» Short task: Please show every line of the listing below that contains the word "nose".

Rows from a dataset:
BEGIN
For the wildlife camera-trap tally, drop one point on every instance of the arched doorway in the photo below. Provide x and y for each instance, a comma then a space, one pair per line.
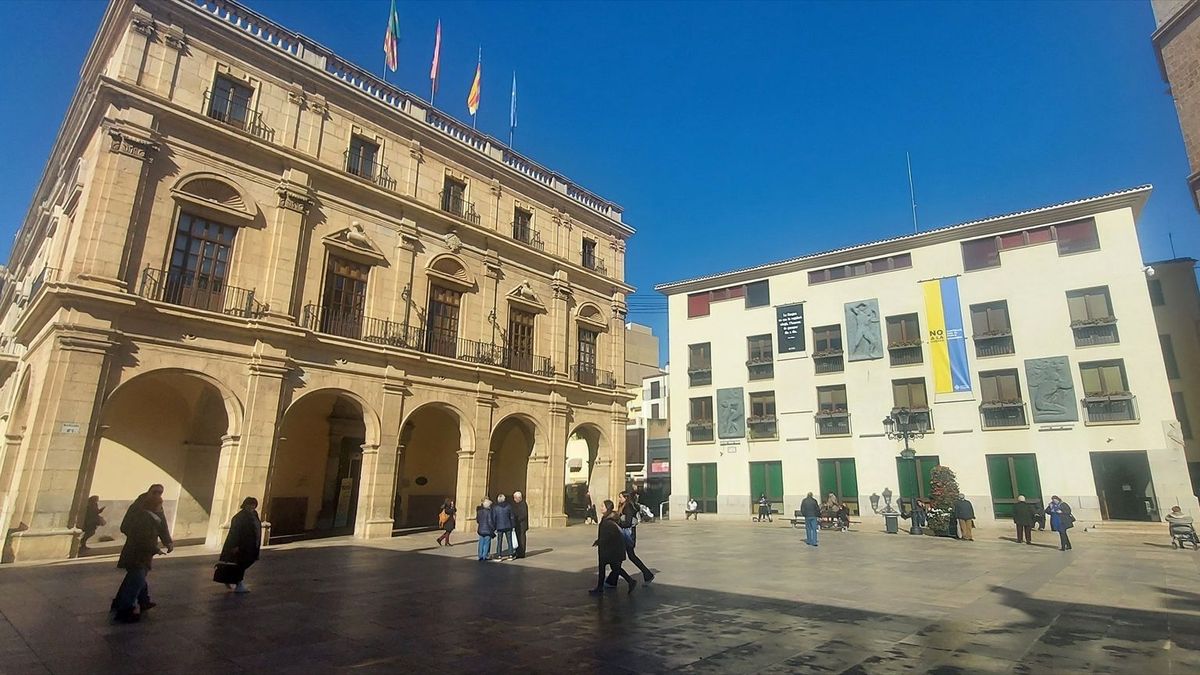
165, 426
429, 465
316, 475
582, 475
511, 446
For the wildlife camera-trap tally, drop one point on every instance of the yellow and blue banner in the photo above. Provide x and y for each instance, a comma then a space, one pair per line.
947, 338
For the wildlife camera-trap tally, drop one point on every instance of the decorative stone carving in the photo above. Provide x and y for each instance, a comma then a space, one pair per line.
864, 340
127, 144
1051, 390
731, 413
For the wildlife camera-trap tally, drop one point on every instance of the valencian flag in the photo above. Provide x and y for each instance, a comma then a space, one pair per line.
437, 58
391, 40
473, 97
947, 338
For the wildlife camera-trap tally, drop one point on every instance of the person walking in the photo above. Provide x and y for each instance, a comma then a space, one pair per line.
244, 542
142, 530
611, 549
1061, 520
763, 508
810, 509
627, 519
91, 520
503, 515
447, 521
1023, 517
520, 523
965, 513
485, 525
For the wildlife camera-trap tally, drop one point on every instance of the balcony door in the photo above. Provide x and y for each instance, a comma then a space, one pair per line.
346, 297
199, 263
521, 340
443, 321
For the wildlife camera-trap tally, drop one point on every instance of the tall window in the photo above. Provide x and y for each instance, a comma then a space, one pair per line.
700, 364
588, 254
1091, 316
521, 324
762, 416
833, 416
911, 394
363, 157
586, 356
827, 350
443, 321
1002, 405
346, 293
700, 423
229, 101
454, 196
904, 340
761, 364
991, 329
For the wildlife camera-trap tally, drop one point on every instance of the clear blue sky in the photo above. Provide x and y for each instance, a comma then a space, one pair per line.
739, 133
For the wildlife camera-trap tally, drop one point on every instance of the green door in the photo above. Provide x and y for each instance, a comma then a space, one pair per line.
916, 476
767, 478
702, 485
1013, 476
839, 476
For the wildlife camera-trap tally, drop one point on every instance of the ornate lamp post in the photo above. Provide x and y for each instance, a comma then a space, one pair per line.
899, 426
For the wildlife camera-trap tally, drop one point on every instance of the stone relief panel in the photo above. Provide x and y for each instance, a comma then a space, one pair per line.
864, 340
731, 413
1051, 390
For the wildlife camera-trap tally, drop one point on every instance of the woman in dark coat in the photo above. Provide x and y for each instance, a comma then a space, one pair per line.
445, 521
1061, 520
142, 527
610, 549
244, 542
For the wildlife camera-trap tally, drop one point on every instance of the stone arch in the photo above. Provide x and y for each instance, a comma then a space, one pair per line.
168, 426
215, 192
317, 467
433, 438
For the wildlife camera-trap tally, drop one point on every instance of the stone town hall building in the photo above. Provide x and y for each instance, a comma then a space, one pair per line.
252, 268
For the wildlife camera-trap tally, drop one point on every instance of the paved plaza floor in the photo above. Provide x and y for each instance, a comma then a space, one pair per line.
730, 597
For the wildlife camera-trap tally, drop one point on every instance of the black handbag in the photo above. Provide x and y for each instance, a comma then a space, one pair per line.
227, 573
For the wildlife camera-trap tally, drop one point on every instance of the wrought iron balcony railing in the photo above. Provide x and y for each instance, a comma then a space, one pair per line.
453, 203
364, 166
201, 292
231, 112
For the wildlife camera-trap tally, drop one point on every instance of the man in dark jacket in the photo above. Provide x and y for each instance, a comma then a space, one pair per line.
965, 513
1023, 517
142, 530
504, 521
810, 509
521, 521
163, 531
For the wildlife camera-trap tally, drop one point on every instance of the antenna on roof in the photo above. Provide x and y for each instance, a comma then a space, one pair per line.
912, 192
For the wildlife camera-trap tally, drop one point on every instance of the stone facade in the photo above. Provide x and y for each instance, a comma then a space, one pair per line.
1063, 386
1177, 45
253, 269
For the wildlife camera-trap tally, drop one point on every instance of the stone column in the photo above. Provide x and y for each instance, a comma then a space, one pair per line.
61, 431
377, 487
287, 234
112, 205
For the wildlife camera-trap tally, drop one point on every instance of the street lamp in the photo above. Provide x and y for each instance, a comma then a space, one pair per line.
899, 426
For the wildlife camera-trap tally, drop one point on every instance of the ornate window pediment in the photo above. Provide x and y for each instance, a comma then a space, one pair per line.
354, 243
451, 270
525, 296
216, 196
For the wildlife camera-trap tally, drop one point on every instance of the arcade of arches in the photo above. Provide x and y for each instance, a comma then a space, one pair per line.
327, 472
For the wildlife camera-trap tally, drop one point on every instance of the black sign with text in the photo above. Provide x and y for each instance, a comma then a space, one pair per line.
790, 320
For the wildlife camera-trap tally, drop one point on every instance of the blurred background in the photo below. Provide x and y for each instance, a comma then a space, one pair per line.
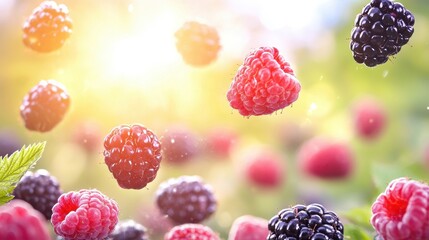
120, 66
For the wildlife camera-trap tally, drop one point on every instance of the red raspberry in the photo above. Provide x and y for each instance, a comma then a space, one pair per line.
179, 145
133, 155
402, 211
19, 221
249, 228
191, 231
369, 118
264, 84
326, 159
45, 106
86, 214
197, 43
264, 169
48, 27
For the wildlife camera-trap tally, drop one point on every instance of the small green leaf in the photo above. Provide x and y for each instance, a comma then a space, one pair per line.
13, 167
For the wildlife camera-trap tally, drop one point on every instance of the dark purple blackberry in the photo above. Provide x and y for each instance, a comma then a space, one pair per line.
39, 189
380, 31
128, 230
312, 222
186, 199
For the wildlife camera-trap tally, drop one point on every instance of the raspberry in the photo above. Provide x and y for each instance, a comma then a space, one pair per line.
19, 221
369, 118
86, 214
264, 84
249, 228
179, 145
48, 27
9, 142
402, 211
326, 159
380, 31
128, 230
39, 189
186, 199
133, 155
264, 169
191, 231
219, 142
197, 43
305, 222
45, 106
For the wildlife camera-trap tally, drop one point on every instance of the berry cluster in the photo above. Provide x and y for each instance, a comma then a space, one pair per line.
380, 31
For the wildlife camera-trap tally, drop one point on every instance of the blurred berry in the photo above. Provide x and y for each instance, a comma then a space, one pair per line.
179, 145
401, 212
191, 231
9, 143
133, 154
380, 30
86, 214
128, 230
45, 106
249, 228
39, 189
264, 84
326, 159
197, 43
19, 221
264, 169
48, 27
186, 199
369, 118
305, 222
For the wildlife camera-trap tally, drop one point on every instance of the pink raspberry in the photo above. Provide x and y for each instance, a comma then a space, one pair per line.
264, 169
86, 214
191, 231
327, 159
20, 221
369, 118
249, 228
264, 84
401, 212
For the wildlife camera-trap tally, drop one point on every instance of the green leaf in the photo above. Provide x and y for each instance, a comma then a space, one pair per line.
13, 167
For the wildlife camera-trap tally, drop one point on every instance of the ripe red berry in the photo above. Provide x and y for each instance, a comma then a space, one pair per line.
END
BEGIN
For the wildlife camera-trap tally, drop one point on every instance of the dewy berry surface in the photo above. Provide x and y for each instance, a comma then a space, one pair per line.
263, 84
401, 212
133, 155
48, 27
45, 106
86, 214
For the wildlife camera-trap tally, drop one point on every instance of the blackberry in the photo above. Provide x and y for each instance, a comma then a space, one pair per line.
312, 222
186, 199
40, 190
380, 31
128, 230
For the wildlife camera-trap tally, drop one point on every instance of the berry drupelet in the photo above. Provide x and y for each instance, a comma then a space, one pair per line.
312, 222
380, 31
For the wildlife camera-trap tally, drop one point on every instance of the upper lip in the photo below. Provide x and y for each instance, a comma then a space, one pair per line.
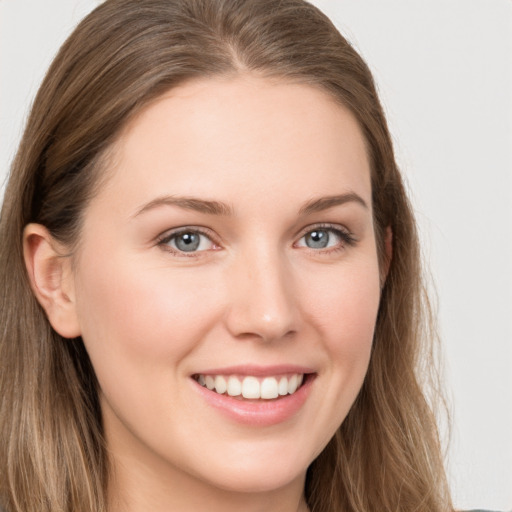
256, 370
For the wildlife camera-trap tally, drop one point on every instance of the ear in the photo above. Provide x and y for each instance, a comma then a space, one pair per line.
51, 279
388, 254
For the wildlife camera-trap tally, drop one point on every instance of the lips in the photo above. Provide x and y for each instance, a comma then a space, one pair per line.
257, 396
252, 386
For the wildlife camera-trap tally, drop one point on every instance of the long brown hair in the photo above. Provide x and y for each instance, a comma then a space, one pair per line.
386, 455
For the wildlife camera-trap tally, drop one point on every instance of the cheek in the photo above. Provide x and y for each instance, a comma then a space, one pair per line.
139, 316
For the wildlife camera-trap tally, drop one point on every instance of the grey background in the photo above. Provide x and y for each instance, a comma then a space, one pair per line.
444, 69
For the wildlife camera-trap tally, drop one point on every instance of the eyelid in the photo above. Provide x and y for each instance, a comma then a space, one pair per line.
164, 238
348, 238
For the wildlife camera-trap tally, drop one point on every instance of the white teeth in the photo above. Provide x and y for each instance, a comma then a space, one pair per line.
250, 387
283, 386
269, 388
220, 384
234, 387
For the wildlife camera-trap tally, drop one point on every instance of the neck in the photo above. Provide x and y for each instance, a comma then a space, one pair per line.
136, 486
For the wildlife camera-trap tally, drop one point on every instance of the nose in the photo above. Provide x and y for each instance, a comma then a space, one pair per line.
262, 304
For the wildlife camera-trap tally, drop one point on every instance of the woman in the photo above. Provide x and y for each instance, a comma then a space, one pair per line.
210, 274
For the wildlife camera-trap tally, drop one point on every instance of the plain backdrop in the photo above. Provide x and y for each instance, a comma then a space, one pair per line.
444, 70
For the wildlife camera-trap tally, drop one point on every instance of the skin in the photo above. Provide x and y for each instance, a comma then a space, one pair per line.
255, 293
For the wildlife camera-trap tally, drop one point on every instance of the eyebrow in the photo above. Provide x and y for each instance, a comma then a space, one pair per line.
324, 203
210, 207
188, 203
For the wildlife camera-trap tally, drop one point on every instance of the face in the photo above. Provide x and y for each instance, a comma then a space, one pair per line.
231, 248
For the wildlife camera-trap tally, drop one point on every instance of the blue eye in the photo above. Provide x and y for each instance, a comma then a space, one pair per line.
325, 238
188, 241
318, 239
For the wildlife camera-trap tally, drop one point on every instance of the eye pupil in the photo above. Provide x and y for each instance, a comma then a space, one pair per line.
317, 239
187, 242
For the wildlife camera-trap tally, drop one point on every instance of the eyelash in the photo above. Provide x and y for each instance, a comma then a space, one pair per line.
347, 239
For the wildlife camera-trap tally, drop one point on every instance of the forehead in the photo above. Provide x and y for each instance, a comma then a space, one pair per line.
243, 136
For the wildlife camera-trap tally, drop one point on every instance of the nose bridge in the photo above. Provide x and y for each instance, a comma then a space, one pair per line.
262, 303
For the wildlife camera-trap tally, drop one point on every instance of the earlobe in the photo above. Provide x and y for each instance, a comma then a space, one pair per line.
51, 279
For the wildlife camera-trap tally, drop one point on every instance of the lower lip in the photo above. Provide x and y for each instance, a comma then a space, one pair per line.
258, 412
END
» Response for this exercise:
For the wildlife camera-trap tally, drop one point on every instance of the nose in the photo above. Provide x and y for each instance, a comma then a space, one pair per line.
For the wildlife camera-trap tally, drop one point on every instance of the nose bridge in the photo above. Provide x and y for each instance, a comma then a space, one pair per line.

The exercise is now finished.